• [DIRECTIONS FOR THIS TASK]: Would you output the whole listing below, exactly as it reads?
+++++
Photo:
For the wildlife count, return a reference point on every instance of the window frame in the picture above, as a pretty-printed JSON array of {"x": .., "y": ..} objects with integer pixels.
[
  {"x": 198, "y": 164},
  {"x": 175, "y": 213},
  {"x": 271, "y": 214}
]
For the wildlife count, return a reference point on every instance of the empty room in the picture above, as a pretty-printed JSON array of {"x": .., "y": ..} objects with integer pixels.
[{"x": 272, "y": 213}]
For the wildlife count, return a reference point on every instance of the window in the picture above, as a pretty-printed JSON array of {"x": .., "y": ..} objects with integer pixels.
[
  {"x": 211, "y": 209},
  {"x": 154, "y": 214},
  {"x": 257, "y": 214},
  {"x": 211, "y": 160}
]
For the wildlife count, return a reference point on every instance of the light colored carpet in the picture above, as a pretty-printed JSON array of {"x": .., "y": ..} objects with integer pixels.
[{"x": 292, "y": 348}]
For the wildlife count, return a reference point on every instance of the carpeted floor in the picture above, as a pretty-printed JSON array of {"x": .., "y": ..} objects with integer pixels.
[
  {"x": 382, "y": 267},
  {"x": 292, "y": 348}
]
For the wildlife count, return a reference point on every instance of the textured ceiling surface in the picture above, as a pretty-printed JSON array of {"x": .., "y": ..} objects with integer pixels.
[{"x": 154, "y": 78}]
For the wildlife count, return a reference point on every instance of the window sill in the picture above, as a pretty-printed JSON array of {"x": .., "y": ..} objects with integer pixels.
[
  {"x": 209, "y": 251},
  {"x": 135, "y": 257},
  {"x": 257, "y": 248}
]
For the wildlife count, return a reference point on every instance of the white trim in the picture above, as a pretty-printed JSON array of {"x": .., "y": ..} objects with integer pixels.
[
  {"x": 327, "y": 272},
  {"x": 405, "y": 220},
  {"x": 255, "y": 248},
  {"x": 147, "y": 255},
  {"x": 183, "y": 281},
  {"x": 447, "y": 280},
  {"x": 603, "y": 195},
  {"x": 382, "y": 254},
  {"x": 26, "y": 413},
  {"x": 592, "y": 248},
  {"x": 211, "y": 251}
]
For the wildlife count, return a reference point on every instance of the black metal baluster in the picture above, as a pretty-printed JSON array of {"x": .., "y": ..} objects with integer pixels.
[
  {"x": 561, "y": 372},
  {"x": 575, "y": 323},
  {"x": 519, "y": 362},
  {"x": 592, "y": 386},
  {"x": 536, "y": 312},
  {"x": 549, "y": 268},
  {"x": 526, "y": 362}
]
+++++
• [COMPLETED EXERCISE]:
Photo:
For the wildlife count, return a reference point on every instance of the window frame in the picture above, as a pretty-printed JSON array of {"x": .., "y": ..} objects with integer pixels.
[
  {"x": 198, "y": 164},
  {"x": 175, "y": 213},
  {"x": 271, "y": 214}
]
For the wildlife count, return a reference point on every instance of the empty room in the picture above, as a pretty-printed JSON array of {"x": .., "y": ..} objects with integer pixels.
[{"x": 272, "y": 213}]
For the wildlife count, return a reference point on every instance of the window in the picture above, as a pretty-printed JSON array of {"x": .., "y": ..} objects with integer pixels.
[
  {"x": 211, "y": 209},
  {"x": 154, "y": 214},
  {"x": 257, "y": 214},
  {"x": 211, "y": 160}
]
For the wildlife count, return a reference point on every instance of the light colored carpet in the picture above, as a pretty-printed JSON array of {"x": .., "y": ..} objects with integer pixels.
[{"x": 292, "y": 348}]
For the wildlife count, return a reference point on every instance of the carpeted floor in the picture above, as a pretty-printed JSON array of {"x": .., "y": ..} objects with integer pixels.
[
  {"x": 382, "y": 267},
  {"x": 292, "y": 348}
]
For the wildlife count, return a reference point on every instance of the textured ceiling surface in the picture above, as a pretty-printed JSON array of {"x": .., "y": ..} objects with integer pixels.
[{"x": 154, "y": 78}]
For the wildlife count, return a reference point on every instance of the window sill in the picture above, as a pretty-printed JSON array of {"x": .., "y": ..} objects with integer pixels.
[
  {"x": 209, "y": 251},
  {"x": 135, "y": 257},
  {"x": 257, "y": 248}
]
For the wildlife count, return a reference point on every instance of the white trim in the picture above, as a pretty-printed JSON array of {"x": .., "y": ..} objects with integer pixels.
[
  {"x": 327, "y": 272},
  {"x": 405, "y": 220},
  {"x": 255, "y": 248},
  {"x": 147, "y": 255},
  {"x": 183, "y": 281},
  {"x": 447, "y": 280},
  {"x": 603, "y": 195},
  {"x": 382, "y": 254},
  {"x": 26, "y": 413},
  {"x": 592, "y": 248},
  {"x": 211, "y": 251}
]
For the wildlife count, return a reference point on every instance of the black metal baluster in the picture above, as a pretty-printed JSON array of {"x": .., "y": ..} objects with integer pixels.
[
  {"x": 561, "y": 372},
  {"x": 575, "y": 323},
  {"x": 519, "y": 362},
  {"x": 592, "y": 386},
  {"x": 536, "y": 312},
  {"x": 549, "y": 268},
  {"x": 526, "y": 362}
]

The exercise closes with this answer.